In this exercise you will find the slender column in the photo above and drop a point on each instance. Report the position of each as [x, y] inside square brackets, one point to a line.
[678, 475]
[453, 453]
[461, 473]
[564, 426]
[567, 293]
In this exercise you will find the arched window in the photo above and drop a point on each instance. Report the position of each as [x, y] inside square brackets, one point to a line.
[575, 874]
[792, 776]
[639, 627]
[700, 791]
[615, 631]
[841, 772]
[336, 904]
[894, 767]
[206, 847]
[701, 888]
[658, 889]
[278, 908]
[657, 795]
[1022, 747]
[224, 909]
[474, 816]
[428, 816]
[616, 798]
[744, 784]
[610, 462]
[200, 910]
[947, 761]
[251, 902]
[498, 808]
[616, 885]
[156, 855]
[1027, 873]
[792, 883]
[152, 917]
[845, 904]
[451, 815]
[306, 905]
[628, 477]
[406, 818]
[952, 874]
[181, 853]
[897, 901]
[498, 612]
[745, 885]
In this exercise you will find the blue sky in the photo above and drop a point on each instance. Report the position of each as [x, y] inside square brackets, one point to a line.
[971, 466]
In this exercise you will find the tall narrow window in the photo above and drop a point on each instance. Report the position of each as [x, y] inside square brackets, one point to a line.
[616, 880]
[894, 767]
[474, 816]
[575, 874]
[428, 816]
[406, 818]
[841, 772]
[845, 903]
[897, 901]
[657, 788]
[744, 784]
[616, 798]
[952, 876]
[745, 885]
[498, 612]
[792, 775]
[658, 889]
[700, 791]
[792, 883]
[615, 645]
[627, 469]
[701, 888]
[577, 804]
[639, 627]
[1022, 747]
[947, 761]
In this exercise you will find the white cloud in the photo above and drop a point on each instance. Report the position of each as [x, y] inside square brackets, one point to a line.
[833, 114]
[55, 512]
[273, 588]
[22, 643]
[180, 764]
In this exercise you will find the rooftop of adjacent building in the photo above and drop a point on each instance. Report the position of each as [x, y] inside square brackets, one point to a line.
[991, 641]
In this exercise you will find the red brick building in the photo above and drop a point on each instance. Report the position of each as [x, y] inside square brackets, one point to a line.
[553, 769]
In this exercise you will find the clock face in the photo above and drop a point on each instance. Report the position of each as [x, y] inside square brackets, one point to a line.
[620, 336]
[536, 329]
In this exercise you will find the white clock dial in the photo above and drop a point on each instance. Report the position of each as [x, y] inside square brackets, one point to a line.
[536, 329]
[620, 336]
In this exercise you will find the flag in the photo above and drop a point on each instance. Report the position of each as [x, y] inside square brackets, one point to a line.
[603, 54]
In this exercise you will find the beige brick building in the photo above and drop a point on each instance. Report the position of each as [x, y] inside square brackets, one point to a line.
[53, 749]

---

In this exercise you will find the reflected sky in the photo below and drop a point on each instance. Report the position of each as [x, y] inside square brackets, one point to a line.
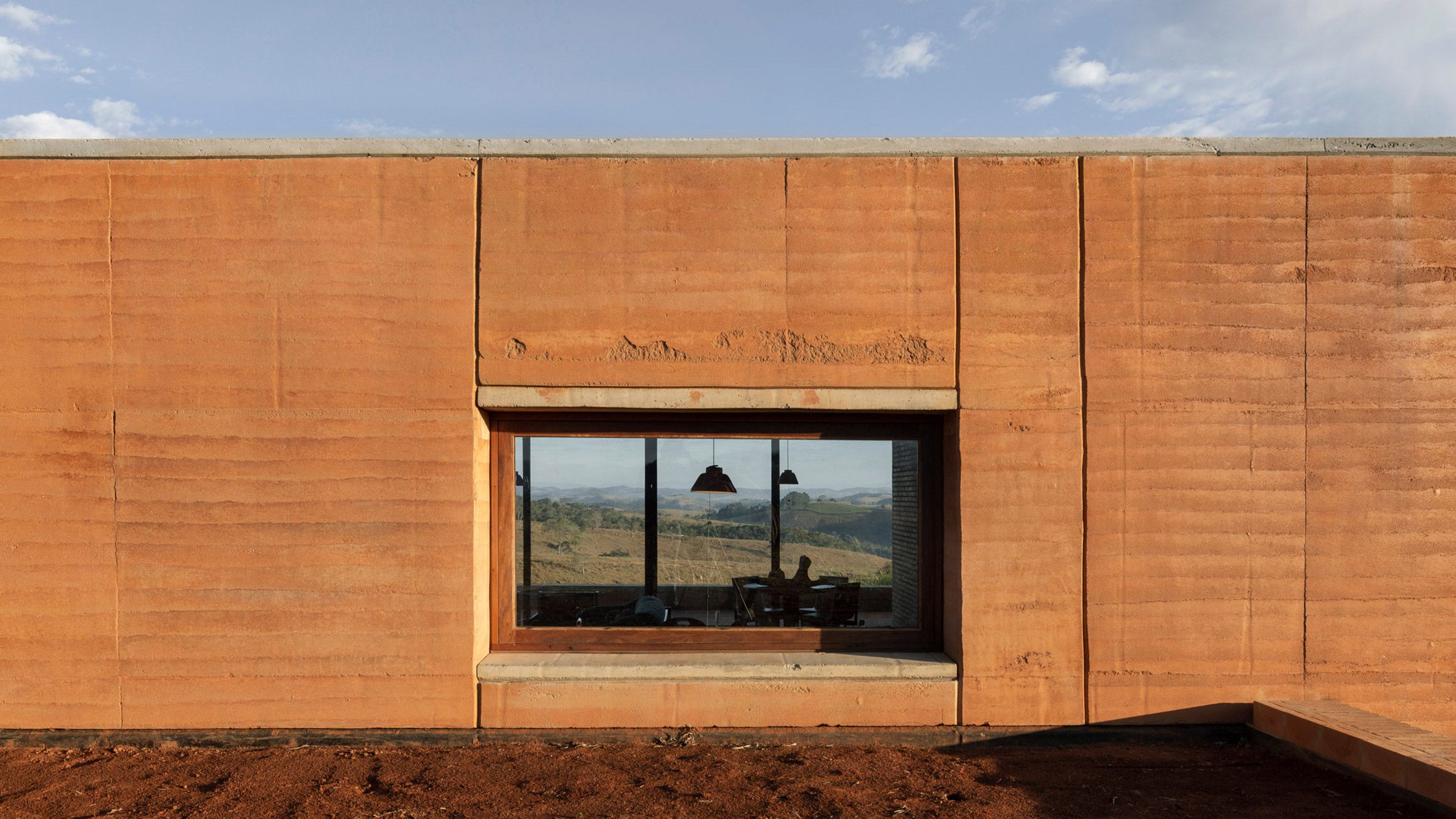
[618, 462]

==

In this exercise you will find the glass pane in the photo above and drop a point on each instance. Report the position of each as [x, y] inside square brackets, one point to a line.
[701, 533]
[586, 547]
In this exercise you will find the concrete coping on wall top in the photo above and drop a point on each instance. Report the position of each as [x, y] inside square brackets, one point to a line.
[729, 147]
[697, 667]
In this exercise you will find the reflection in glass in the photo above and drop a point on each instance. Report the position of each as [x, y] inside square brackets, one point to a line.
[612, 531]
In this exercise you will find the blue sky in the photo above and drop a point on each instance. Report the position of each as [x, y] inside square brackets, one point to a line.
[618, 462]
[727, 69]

| EXERCISE OBJECTIVE |
Find and copy each line in the records above that contains the word "glass". Case counts.

| SOLUTION TO THE PROBLEM |
In this exercise you will find the glass pane in the photo above and drop a point on each instance. Report the position of each as [x, y] inside square brackets, one point to a line.
In this exercise you will find the reflection in glass in the photo above and drop a point on each instance. Report the position of each as [x, y] inside square brackets, one point to a line.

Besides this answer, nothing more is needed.